*Exercise objective*
Convert the part of the records that opens with the line containing "# point at: white sock" and closes with the line containing "x=227, y=203" into a Markdown table with the columns No. and Entry. Include both end lines, number each line in order, and omit any blank lines.

── Task input ──

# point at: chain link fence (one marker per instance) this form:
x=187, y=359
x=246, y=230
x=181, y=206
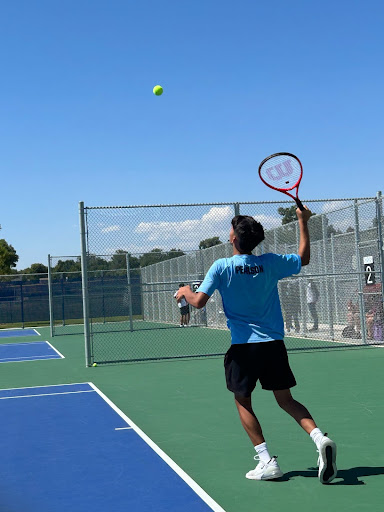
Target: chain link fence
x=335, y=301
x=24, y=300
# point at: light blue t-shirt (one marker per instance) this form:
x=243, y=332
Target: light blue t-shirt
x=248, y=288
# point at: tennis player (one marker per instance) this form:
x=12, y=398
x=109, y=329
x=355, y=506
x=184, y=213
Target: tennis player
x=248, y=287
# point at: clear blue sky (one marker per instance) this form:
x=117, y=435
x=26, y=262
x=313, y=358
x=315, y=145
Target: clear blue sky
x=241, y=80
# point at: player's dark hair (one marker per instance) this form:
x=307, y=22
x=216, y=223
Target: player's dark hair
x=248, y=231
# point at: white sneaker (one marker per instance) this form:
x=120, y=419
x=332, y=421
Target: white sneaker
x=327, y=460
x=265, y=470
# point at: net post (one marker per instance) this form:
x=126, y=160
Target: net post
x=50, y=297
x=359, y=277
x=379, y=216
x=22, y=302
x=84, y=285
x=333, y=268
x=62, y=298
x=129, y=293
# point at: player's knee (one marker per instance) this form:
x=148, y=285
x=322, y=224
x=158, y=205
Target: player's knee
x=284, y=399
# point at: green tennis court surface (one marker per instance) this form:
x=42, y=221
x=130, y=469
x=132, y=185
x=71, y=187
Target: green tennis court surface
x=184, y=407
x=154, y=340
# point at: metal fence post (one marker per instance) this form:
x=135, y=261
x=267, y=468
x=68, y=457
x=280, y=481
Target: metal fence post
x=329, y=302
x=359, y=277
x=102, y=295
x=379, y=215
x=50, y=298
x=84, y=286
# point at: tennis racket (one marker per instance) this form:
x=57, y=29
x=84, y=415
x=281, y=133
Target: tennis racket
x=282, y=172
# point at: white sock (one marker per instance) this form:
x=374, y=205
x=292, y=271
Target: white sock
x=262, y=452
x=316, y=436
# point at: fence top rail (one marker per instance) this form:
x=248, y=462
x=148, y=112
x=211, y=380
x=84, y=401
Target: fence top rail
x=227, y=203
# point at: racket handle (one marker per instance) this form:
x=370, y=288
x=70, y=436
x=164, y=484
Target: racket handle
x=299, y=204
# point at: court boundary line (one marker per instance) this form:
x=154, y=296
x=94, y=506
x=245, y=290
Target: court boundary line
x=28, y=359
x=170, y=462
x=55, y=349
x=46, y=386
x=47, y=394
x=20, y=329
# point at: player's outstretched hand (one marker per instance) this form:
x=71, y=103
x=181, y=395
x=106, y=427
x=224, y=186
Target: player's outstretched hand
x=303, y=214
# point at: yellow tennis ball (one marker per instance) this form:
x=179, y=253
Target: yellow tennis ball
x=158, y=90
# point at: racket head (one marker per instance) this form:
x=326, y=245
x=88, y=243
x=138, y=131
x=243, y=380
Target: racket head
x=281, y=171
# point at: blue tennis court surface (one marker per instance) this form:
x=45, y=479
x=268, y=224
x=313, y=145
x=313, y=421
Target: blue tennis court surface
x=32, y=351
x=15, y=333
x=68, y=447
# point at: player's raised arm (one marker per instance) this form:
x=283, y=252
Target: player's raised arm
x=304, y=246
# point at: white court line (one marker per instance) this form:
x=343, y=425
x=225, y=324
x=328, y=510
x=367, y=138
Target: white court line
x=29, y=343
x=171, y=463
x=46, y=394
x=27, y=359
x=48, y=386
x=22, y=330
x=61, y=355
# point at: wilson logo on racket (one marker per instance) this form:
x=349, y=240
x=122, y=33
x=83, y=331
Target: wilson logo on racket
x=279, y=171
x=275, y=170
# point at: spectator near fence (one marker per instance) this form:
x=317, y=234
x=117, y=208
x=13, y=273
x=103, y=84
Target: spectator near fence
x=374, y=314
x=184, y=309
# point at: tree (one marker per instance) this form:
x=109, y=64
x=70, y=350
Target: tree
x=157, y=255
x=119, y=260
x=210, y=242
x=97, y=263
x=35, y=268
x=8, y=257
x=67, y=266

───

*Task answer*
| No. | Entry |
|---|---|
| 1 | # point at: white sock (one marker per instance) this form: |
| 2 | x=374, y=205 |
| 3 | x=292, y=271 |
| 4 | Target: white sock |
| 5 | x=262, y=452 |
| 6 | x=316, y=436 |
| 7 | # point at: fence top rail (one marker per instance) this form: |
| 8 | x=248, y=462 |
| 9 | x=148, y=112 |
| 10 | x=211, y=380 |
| 11 | x=84, y=401 |
| 12 | Target: fence top rail |
| 13 | x=227, y=203 |